#### Task statement:
From first line to last, copy the material below exactly.

#### Supplied information:
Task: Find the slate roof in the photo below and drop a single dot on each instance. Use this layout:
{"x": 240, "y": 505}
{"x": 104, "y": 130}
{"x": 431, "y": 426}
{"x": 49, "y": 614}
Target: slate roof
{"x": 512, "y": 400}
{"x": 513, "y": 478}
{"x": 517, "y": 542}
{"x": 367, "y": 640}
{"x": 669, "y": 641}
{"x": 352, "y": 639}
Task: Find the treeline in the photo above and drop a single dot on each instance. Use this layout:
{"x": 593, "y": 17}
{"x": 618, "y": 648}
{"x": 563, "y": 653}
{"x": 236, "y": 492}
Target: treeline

#### Written solution:
Task: Find the slate roof in the photo below and drop a single dot on each instance. Use this layout:
{"x": 240, "y": 505}
{"x": 104, "y": 130}
{"x": 431, "y": 426}
{"x": 49, "y": 614}
Target: slate roof
{"x": 512, "y": 400}
{"x": 513, "y": 478}
{"x": 517, "y": 542}
{"x": 367, "y": 640}
{"x": 669, "y": 641}
{"x": 352, "y": 639}
Task: Find the treeline in the photo above and drop a single dot on each instance. Use this layout:
{"x": 593, "y": 17}
{"x": 618, "y": 648}
{"x": 563, "y": 653}
{"x": 236, "y": 492}
Target: treeline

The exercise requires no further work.